- **Text segment**
= = = = =

Following recent usage, I’ll use ‘coordination’ as a term for the relation that Fregeans have called ‘sameness of sense’. For the Fregean, sameness of sense is a relation that can hold between representations of the same object. It has a special rational status: when coreferential representations share a sense, their coreference is rationally-relevant, in that it is a determinant of relations of entailment and inconsistency. For example, the Fregean holds that the difference between the subject who (rationally) believes that Dylan is a musician and that Zimmerman is not a musician, and the subject who (irrationally) believes that Dylan is a musician and that Dylan is not a musician, is that in the latter case the two representations of the relevant man are presented via the same sense, and thus their coreference is transparent to the subject.

To systematically characterize the way that the distribution of senses determines rational relations between representations, Fregeans (at least implicitly, and often explicitly) turn to standard first-order logic. They take the formal significance of recurrence of constants in a first-order language to model the rational significance of recurrence of senses in thought or language.

One benefit of using ‘coordination’ over ‘sameness of sense’ is that it allows us to explicitly raise the question of whether the relevant relation is transitive (whatever senses are, sameness of sense is a transitive relation). It is a substantive question whether, when the coreference of a and b is rationally-relevant, and the coreference of b and c is rationally-relevant, the coreference of a and c must also be rationally-relevant. Several recent discussions of coordination have discussed the possibility that coordination might be intransitive (see [1], [2], [3], [4], [5], [6]). But very little attention has been paid to the question of how we should understand the rational relations generated by intransitive coordination. This is a pressing question. If there is no coherent way to answer it, that would be decisive evidence against any theory that posits intransitive coordination. And there is reason to worry. As Fine (2007, pg. 119) writes:

"[...] the failure of transitivity [of coordination] has some radical implications for the conception of logical validity [. . . ] the very idea of validity in virtue of logical form, as this is normally conceived, may also break down."

Without a response to this worry, we should not be confident that intransitive coordination is so much as intelligible.

In this paper, developing ideas by Fine, Pinillos, and Recanati, I show how the proponent of intransitive coordination should model the rational relations induced by intransitive coordination. That is to say, I develop a non-standard logical system that models the rational relations posited by the proponent of intransitive coordination.

I do this in three steps. First, I characterize the Fregean account of coordination in a more-than-usually-abstract way. In brief, we can think of the distribution of senses, for the Fregean, as implementing a more abstract idea: when two representations are coordinated there is a semantic requirement that they corefer (cf Fine 2007).

Second, I show that with only a small tweak, this can be altered to generate an intransitive picture of coordination: when two representations are coordinated there is a semantic requirement that they do not have disjoint reference (cf. Pinillos 2011, Recanati 2016).

= = = = =

- **Extracted entries**
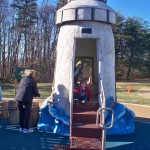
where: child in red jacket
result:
[74,81,92,103]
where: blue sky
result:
[107,0,150,22]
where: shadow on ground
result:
[0,120,69,150]
[0,120,150,150]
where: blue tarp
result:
[38,97,135,136]
[105,97,135,135]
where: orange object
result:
[128,88,132,93]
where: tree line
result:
[0,0,150,82]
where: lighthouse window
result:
[75,57,94,84]
[82,28,92,34]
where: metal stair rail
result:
[96,61,114,150]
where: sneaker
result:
[19,128,23,132]
[81,100,86,104]
[74,99,79,104]
[23,129,33,133]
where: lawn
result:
[116,80,150,106]
[0,83,52,98]
[1,80,150,106]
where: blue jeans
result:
[75,94,88,102]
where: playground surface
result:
[0,120,150,150]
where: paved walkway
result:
[0,120,150,150]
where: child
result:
[74,81,92,103]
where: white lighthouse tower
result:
[54,0,116,115]
[54,0,116,147]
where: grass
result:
[1,80,150,106]
[116,80,150,106]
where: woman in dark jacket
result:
[15,70,40,133]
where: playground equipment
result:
[50,0,116,150]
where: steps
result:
[70,102,102,150]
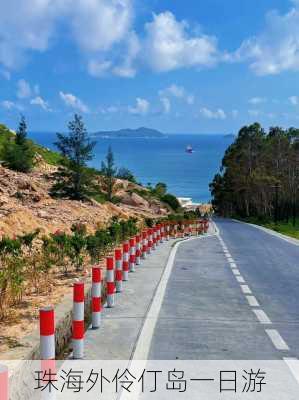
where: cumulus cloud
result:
[128,97,150,115]
[231,1,299,75]
[289,96,299,106]
[159,84,195,105]
[248,97,267,105]
[59,91,89,113]
[199,107,226,119]
[30,96,51,111]
[144,11,218,72]
[17,79,32,99]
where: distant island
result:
[92,127,166,139]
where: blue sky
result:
[0,0,299,133]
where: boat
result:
[186,144,194,153]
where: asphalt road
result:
[148,219,299,360]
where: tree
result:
[101,146,117,201]
[51,114,96,200]
[3,116,34,172]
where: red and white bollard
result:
[106,257,115,308]
[0,364,9,400]
[72,282,85,360]
[130,238,136,272]
[39,307,55,360]
[142,231,148,259]
[91,267,102,329]
[135,235,141,265]
[123,242,130,281]
[114,249,123,293]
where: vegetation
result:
[51,114,95,200]
[210,123,299,226]
[2,116,34,172]
[0,218,137,320]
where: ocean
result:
[29,132,233,203]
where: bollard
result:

= = = = =

- **What you need to do**
- A) Rewrite the paragraph in the passage on coordination that begins "To systematically characterize" in fewer words, keeping its main facts.
- B) Write the next part of the passage on coordination, picking up after its last sentence.

- **Answer list**
- A) Fregeans, implicitly and often explicitly, use standard first-order logic to describe how the distribution of senses determines rational relations between representations. They treat the recurrence of constants in a first-order language as a model of the recurrence of senses in thought or language.

- B)
Finally, I develop a logical system that models this kind of coordination. It turns out that any logic for intransitive coordination that satisfies certain very weak constraints has a surprising feature: if the logic is conservative with respect to standard first-order logic—in the sense that it gives the same verdict on arguments that involve only a transitive coordination-structure—it will have to employ an intransitive consequence relation. I describe a logical system, incorporating elements of free logic and three-valued logic, that satisfies this constraint. The logic deploys a consequence relation sometimes called “Strawson Entailment”. A set of premises Strawson-entails a conclusion if and only if the truth of the premises guarantees the non-falsity of the conclusion. As is required to model intransitive coordination, Strawson entailment is an intransitive consequence relation. So the system allows that individual valid arguments do not always combine to make new valid arguments.

I close by outlining what this investigation reveals about the choice between the traditional, transitive, picture of coordination and this intransitive picture. There is a sense in which the traditional theorist loses nothing by accepting this new picture: where coordination is, in fact, transitive, the two accounts make the same claims about rational relations. The difference between them is that the intransitive account allows us to characterize the coordination structure in certain cases where classical rational relations break down.

References

[1] Contim, Filipe Drapeau Vieira. 2016. Mental Files and Non-Transitive De Jure Coreference. Review of Philosophy and Psychology, 7(2), 365–388.

[2] Fine, Kit. 2007. Semantic Relationism. Wiley-Blackwell.

[3] Goodsell, Thea. Is de jure coreference non-transitive?. Philosophical Studies 167 (2014): 291-312.

[4] Pinillos, N Ángel. 2011. Coreference and meaning. Philosophical Studies, 154(2), 301–324.

[5] Recanati, François. 2012. Mental files. Oxford University Press.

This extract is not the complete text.